* **Provided text**:
------------------------------

Thursday, April 12, 2007

KURT VONNEGUT, DEAD AT 84

"He was sort of like nobody else. Kurt was never dull."
--Gore Vidal

NEW YORK CITY--Were it not for Kurt Vonnegut, most Americans would have no idea about the Allied-bombing of the non-strategic city of Dresden. There will never be a place like the Dresden before WWII. It was once called the "jewel of Europe," a place of some of the greatest achievements in art, architecture, and a world-renowned craftsmanship in fine porcelains. The people of the city were known for their culture, their happiness, and peacefulness. Like Hiroshima and Nagasaki, Dresden wasn't a genuinely tactical target--it was a revenge bombing for the Nazi-bombing of the city of Coventry.

A gauntlet of revisionists inside and outside of academia have tried to downplay our crimes in-general, but not like the story of Dresden. Even today, the numbers killed is a point of extreme controversy--the Anglo-American powers' crimes don't exist, after all. On the 14th of February, 1945, 450 American B-17s, and 850 RAF bombers levelled Dresden, killing as many as 100,000. The exact-figures are unknown, however, a minimum of 25,000 killed is accepted. Some have said that Stalin requested the raid at Yalta, but this has also been hard to prove. Winston Churchill thought the bombings were distasteful.

------------------------------

* **Stated exercise 1**:
Rewrite the Vonnegut obituary from "NEW YORK CITY--Were" to "city of Coventry.", putting "ceramics" wherever "porcelains" appears.
* **Stated exercise 2**:
Answer these questions from the Vonnegut obituary.
(a) Who is quoted as saying Kurt was never dull?
(b) What was Dresden once called?
(c) How many American B-17s took part in the February 14, 1945 raid?

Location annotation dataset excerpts

------------------------------

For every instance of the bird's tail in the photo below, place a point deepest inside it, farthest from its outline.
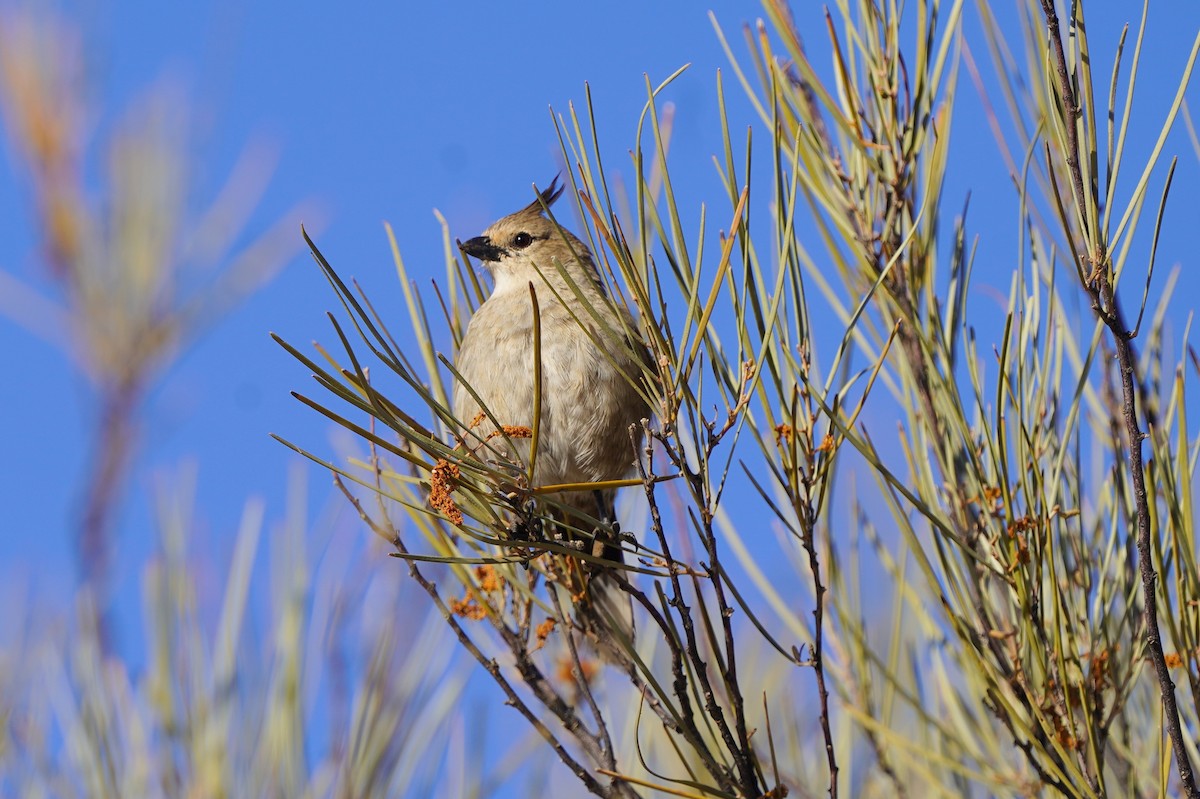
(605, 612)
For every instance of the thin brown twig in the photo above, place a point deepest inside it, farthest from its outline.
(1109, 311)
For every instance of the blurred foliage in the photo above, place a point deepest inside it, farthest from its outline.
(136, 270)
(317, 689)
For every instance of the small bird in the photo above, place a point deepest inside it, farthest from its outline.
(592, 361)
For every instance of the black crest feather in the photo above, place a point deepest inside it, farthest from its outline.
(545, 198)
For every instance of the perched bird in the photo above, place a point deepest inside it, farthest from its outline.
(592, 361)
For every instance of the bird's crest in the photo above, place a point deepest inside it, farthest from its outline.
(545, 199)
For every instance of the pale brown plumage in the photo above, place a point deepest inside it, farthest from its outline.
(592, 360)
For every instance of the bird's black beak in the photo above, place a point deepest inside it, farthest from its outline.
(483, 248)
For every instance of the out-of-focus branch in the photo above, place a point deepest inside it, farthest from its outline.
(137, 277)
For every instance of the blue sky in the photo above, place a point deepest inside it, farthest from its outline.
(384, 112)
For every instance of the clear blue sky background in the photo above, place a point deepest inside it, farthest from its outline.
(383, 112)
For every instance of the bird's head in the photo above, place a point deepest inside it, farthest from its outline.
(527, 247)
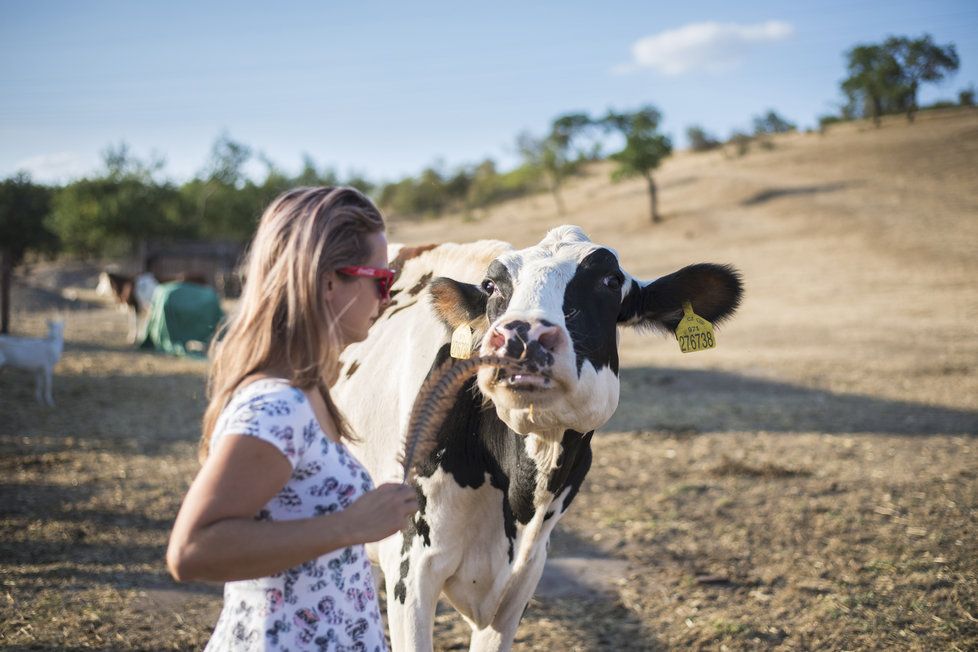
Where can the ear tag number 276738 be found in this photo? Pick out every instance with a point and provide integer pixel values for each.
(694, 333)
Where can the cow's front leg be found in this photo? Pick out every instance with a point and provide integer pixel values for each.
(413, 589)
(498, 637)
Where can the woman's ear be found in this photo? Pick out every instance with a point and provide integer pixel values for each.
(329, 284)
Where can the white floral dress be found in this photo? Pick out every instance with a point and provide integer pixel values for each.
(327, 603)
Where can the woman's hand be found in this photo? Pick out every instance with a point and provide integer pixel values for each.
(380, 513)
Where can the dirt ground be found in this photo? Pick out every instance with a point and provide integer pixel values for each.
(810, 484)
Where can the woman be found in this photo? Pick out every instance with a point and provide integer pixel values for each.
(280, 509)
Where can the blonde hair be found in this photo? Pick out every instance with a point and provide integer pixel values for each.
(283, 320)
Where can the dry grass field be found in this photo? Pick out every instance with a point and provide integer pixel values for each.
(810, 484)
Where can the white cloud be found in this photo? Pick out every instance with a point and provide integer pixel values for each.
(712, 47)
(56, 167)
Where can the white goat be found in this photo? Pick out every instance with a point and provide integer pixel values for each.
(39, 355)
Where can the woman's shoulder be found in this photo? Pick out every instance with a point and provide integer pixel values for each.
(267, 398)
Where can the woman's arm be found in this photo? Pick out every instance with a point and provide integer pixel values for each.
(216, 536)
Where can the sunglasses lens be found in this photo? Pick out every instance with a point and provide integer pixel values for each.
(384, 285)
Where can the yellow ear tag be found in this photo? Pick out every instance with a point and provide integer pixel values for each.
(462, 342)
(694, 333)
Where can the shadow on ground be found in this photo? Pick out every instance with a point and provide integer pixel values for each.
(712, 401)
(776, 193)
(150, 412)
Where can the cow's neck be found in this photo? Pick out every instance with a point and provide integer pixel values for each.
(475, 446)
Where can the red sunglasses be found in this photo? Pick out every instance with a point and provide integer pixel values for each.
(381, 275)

------------------------------

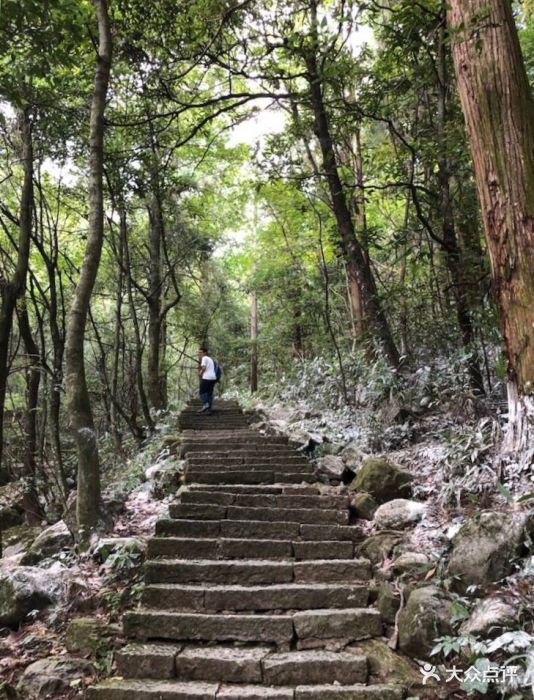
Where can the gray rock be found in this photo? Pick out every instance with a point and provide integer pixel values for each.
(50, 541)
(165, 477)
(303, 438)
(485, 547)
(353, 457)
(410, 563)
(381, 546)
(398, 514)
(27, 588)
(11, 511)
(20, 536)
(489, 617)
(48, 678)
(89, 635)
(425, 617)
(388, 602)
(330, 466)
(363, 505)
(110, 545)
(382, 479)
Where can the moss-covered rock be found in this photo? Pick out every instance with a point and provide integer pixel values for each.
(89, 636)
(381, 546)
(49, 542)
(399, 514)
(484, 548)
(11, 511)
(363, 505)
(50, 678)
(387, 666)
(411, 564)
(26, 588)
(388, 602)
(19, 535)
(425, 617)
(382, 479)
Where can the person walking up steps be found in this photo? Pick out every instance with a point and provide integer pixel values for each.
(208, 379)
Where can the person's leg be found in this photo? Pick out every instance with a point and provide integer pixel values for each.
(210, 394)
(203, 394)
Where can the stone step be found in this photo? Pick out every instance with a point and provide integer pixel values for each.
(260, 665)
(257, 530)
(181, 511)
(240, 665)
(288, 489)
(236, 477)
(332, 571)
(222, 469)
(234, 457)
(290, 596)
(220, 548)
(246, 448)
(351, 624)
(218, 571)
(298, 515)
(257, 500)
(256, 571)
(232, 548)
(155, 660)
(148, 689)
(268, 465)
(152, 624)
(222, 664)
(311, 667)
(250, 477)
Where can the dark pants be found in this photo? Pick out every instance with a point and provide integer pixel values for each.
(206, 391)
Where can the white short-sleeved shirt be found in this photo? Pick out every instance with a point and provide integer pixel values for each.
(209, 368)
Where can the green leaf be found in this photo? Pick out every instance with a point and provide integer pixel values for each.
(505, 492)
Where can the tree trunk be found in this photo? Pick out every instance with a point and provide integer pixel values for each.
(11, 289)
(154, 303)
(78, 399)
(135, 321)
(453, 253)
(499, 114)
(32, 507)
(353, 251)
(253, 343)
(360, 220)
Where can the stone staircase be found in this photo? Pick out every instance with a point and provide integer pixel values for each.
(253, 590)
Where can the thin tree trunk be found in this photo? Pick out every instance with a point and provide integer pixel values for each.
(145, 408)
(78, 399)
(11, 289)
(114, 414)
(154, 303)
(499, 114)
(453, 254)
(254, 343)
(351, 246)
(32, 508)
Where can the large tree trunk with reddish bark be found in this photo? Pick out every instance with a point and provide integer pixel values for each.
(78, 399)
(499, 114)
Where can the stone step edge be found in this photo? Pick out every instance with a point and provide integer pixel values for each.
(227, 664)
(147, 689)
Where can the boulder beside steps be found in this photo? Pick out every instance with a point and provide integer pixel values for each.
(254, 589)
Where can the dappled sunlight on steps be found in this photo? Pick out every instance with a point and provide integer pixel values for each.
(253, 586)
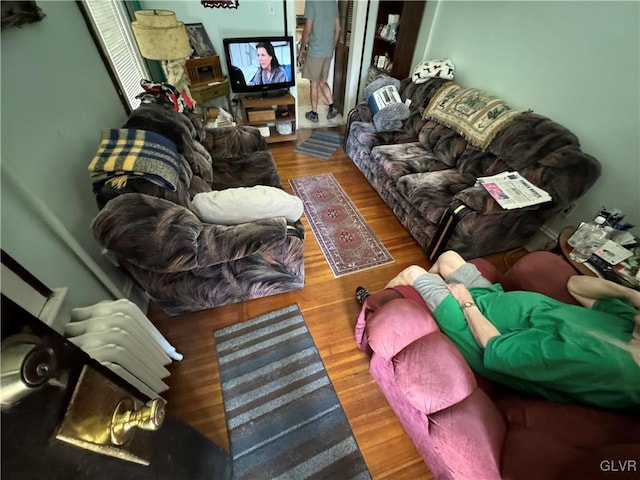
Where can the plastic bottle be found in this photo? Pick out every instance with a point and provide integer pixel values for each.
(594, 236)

------------------------------

* **Written solution 1**:
NEW YORK CITY--Were it not for Kurt Vonnegut, most Americans would have no idea about the Allied-bombing of the non-strategic city of Dresden. There will never be a place like the Dresden before WWII. It was once called the "jewel of Europe," a place of some of the greatest achievements in art, architecture, and a world-renowned craftsmanship in fine ceramics. The people of the city were known for their culture, their happiness, and peacefulness. Like Hiroshima and Nagasaki, Dresden wasn't a genuinely tactical target--it was a revenge bombing for the Nazi-bombing of the city of Coventry.

* **Written solution 2**:
(a) Gore Vidal
(b) The "jewel of Europe"
(c) 450